■ INSTRUCTIONS
1 - Rewrite the passage of the Inflation Reduction Act blog post that begins at the words "As the push" and ends after the words "other sustainability initiatives.", replacing "retailers" with "companies".
2 - List every abbreviation that the Inflation Reduction Act blog post introduces in parentheses, along with the full term each one stands for.

How to access the benefits of the Inflation Reduction Act

A Cost-Effective Route to Renewable Energy for Retailers

Below is a guest blog by Hans Royal, Senior Director with Schneider Electric

Intro


As the push for corporate decarbonization continues to gain momentum, retailers are facing increasing pressure to meet sustainability targets while managing costs. The Inflation Reduction Act (IRA) of 2022, introduced a mechanism to monetize tax credit incentives known as Transferability. Transferability allows the transfer of renewable energy tax credits via a Tax Credit Transfer (TCT). By utilizing TCT, retailers can reduce their US federal income tax bill by 2-12%, and utilize that savings for procuring Renewable Energy Certificates (RECs) or to fund other sustainability initiatives.

Named object pointing entries

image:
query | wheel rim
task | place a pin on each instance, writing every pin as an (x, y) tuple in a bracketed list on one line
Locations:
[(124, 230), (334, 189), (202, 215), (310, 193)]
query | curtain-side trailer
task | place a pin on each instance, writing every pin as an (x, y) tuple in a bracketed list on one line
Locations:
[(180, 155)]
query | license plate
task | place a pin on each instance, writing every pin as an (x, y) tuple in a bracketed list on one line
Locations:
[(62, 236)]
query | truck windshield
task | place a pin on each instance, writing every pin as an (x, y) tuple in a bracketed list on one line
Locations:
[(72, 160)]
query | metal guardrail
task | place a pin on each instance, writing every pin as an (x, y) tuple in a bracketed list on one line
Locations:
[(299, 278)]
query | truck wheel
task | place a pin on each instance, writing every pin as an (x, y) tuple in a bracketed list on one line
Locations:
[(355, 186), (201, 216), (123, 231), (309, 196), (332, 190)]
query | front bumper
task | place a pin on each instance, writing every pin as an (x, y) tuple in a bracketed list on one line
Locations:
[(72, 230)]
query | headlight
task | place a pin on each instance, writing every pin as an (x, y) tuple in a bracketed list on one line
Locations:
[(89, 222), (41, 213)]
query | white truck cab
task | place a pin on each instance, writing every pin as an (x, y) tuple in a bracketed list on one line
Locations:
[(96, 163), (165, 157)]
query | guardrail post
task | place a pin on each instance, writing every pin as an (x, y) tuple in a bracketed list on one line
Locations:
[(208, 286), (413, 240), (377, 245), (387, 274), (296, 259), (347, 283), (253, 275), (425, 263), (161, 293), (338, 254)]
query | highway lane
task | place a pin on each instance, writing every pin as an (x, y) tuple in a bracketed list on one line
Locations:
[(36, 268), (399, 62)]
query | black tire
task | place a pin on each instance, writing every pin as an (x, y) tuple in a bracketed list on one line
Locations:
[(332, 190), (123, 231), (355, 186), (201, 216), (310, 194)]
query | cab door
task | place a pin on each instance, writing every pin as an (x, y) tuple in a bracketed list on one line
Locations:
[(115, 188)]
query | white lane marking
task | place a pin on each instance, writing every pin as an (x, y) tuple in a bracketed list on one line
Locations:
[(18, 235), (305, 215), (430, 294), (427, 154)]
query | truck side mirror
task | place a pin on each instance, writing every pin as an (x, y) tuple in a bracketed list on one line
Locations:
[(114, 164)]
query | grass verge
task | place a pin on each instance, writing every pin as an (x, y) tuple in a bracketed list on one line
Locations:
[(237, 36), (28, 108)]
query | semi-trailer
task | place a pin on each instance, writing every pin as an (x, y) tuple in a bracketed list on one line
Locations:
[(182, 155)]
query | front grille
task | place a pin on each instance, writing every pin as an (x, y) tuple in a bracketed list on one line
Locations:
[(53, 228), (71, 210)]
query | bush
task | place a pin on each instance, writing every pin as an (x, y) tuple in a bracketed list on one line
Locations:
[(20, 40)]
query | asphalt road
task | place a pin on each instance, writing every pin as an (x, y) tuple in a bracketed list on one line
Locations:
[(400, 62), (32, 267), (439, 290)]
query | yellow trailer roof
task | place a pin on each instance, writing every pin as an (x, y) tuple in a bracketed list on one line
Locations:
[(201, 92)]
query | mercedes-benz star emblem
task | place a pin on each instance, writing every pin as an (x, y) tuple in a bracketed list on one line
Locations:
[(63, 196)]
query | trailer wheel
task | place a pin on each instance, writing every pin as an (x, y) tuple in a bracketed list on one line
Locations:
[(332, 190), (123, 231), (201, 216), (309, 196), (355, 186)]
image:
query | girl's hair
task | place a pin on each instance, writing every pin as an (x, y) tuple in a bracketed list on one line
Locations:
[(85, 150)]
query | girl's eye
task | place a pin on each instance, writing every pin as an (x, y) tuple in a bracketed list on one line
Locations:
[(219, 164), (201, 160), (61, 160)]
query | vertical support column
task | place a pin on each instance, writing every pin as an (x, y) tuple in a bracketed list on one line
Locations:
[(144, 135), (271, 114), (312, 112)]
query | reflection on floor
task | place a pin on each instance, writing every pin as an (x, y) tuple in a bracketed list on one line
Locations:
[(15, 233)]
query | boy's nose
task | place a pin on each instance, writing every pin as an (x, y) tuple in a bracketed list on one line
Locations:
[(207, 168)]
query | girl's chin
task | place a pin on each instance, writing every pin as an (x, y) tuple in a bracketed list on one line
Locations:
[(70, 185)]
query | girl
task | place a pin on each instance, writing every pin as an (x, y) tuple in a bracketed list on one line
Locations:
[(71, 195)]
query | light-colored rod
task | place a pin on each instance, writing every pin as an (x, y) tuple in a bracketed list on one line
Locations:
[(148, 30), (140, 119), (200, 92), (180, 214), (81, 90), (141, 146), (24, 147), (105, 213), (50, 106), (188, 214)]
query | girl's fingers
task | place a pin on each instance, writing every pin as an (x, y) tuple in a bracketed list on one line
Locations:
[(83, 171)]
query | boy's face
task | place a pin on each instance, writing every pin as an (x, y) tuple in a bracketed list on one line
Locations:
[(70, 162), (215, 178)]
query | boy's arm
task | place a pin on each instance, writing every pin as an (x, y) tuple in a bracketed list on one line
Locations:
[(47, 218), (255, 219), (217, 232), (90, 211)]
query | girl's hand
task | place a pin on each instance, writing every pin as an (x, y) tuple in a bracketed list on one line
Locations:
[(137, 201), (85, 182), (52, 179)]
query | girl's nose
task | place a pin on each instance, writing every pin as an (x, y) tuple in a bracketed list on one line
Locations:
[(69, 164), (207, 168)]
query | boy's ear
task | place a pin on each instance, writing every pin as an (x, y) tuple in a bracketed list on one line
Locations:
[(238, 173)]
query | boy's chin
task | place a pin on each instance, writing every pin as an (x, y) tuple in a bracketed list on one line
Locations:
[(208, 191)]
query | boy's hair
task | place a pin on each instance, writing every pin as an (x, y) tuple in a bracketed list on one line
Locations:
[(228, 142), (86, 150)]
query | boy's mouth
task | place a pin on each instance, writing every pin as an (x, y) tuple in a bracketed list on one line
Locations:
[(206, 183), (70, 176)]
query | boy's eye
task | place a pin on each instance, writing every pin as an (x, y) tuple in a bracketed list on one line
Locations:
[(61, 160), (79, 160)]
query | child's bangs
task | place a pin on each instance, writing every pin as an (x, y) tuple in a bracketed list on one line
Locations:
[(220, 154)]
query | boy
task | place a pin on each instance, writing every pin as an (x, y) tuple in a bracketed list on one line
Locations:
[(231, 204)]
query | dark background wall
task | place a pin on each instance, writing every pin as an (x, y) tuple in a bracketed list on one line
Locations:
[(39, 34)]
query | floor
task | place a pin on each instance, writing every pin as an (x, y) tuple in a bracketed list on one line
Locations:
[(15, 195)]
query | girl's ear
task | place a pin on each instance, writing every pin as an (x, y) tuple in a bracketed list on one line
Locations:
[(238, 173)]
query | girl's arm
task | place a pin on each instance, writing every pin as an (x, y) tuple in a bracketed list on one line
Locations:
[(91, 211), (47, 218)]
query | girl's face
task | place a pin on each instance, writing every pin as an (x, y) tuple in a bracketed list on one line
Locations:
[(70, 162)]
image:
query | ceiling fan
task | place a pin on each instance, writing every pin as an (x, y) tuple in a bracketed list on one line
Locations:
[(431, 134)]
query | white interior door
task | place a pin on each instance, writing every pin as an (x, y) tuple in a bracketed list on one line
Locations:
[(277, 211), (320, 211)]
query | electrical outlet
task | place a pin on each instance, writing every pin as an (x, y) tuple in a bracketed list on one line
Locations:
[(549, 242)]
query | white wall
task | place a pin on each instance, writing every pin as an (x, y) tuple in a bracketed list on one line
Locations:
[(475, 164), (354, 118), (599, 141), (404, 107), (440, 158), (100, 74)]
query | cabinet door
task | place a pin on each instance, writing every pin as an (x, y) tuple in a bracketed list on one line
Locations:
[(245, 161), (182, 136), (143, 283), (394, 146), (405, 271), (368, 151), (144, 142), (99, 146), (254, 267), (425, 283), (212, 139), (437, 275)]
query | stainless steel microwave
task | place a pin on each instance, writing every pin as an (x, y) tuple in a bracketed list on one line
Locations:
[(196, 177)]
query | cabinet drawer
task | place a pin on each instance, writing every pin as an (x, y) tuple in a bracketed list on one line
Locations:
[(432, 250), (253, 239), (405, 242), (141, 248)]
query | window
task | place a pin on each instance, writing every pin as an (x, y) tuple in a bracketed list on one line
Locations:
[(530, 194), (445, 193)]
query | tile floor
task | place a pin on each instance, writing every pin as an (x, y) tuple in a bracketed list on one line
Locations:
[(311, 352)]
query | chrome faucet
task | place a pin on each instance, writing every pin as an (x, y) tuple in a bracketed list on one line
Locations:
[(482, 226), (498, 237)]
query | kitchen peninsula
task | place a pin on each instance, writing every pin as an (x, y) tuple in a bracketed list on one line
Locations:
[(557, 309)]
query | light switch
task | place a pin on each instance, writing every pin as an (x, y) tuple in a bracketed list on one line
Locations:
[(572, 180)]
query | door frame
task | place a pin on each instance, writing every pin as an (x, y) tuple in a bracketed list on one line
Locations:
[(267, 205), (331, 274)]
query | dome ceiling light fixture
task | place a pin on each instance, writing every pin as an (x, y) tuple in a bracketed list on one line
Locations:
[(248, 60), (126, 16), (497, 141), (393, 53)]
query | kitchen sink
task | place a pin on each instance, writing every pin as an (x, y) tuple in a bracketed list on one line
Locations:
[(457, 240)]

■ SOLUTIONS
1 -
As the push for corporate decarbonization continues to gain momentum, companies are facing increasing pressure to meet sustainability targets while managing costs. The Inflation Reduction Act (IRA) of 2022, introduced a mechanism to monetize tax credit incentives known as Transferability. Transferability allows the transfer of renewable energy tax credits via a Tax Credit Transfer (TCT). By utilizing TCT, companies can reduce their US federal income tax bill by 2-12%, and utilize that savings for procuring Renewable Energy Certificates (RECs) or to fund other sustainability initiatives.

2 -
IRA: Inflation Reduction Act
TCT: Tax Credit Transfer
RECs: Renewable Energy Certificates